**Written problem 1**
In the review of Al Roker's Johnstown Flood book, reproduce the text word for word from "After college, I" up to and including "of this bridge.)".
**Written problem 2**
Using the review of Al Roker's Johnstown Flood book, decide whether each statement agrees with it, answering yes or no and quoting the words that settle it: (a) Between ages 7 and 18, the writer lived about 30 miles from Johnstown. (b) The writer read McCullough's book before moving to Johnstown for a job. (c) McCullough's book was first published in 1957.

**Passage provided**
▼▼▼
Al Roker just put out a new book: Ruthless Tide: The Heroes and Villains of the Johnstown Flood, America’s Astonishing Guilded Age Disaster.
Al Roker’s new book underwhelmed me.
In my opinion, it rehashed much of “The Johnstown Flood” by David McCullough. It didn’t provide enough new insights.
Here’s the thing: From ages 7 – 18, I lived in a small town in the Allegheny Mountains (the Laurel Highlands) about 30 miles from Johnstown. Johnstown was the “city.” We drove to Johnstown frequently in order to access services that we didn’t have in our own town. (Johnstown was much closer to us than Pittsburgh.)
At my school, we studied the Johnstown Flood of 1889 for weeks. We had to write essays about it. We toured the flood museums in downtown Johnstown and at the site of the South Fork dam that caused the flood. (Yes, multiple museums about the the Johnstown Flood exist.) We also visited the stone railroad bridge where many flood victims burned to death, as well as the cemetery where Johnstowners buried many of their flood victims. We saw the graves of the unidentified flood dead.
After college, I moved to Johnstown for three years for a job. I worked downtown. Every day, I walked past monuments to the victims of Johnstown’s three major deadly floods. I walked down the streets that the flood destroyed. I drove past and under the infamous stone railroad bridge. (Route 56 goes under the very edge of this bridge.)
After I left Johnstown, I purchased and read “The Johnstown Flood” by David McCullough.
Roker listed McCullough’s book as a source document. In fact, under his section “A Note on Sources and Further Reading,” Roker says, “The best-known modern book on the subject is David McCullough’s groundbreaking The Johnstown Flood, first published in 1968; its nearest predecessor similar in scope was Richard O’Connor’s Johnstown: The Day the Dam Broke, published in 1957.”
▲▲▲
**Provided information**
▼▼▼
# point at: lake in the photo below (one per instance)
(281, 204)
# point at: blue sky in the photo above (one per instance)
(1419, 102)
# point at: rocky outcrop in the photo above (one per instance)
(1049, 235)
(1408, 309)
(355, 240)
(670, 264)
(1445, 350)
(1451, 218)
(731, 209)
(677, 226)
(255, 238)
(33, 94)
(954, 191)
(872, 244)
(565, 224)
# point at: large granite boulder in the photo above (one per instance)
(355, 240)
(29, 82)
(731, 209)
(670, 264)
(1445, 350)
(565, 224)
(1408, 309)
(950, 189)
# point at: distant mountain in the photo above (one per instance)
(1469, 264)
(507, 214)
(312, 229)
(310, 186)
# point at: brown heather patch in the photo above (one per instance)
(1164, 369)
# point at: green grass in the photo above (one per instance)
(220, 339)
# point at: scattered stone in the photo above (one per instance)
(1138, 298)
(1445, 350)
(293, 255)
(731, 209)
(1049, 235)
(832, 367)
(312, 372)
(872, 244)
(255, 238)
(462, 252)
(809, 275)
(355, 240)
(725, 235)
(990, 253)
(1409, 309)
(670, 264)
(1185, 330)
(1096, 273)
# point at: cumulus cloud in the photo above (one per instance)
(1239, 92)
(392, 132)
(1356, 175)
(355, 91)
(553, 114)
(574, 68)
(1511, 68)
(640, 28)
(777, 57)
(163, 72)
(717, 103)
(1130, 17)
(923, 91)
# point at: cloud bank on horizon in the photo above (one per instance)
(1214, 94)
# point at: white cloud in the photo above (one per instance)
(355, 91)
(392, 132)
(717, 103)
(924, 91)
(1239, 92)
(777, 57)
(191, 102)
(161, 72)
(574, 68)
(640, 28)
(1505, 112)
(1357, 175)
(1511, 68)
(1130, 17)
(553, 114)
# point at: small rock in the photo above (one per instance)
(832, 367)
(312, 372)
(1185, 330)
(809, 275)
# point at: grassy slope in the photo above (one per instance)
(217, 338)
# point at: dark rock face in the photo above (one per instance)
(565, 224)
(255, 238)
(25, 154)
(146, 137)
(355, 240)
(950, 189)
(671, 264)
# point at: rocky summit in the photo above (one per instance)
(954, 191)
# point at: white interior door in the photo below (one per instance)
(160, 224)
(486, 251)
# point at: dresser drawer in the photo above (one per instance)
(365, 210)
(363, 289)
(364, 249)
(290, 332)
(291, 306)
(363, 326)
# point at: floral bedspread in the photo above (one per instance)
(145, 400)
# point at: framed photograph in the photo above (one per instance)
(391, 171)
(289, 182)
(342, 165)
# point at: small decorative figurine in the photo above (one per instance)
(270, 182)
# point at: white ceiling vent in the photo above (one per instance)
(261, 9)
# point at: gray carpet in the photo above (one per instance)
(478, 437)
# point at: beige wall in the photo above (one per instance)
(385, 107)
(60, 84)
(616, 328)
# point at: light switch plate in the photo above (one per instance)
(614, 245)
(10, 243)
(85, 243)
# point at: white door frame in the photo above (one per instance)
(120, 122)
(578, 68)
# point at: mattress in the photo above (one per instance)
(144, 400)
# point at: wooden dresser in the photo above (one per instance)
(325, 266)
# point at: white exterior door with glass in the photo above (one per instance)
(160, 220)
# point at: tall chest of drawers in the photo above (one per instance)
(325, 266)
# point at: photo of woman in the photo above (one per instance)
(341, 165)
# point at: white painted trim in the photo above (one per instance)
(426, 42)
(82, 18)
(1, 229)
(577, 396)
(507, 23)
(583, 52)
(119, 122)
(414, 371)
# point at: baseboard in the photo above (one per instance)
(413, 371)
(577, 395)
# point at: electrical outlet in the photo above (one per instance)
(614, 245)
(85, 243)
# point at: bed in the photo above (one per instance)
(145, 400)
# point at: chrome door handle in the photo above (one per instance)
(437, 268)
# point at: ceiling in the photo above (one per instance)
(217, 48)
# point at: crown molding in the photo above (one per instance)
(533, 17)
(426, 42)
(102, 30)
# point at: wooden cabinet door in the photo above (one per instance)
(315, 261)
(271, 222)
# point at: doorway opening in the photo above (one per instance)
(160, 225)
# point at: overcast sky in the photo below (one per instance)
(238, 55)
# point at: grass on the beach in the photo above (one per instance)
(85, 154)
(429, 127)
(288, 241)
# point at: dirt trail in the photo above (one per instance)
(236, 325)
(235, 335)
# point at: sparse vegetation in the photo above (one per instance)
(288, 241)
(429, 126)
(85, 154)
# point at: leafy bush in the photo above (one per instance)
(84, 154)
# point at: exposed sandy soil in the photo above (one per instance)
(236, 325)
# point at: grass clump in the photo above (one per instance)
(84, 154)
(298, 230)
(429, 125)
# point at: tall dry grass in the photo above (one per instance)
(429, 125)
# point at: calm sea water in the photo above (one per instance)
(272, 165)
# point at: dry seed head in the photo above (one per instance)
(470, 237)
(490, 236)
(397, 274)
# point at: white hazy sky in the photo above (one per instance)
▲▲▲
**Reply 1**
After college, I moved to Johnstown for three years for a job. I worked downtown. Every day, I walked past monuments to the victims of Johnstown’s three major deadly floods. I walked down the streets that the flood destroyed. I drove past and under the infamous stone railroad bridge. (Route 56 goes under the very edge of this bridge.)

**Reply 2**
(a) Yes: "From ages 7 – 18, I lived in a small town in the Allegheny Mountains (the Laurel Highlands) about 30 miles from Johnstown."
(b) No: "After I left Johnstown, I purchased and read “The Johnstown Flood” by David McCullough."
(c) No: "David McCullough’s groundbreaking The Johnstown Flood, first published in 1968"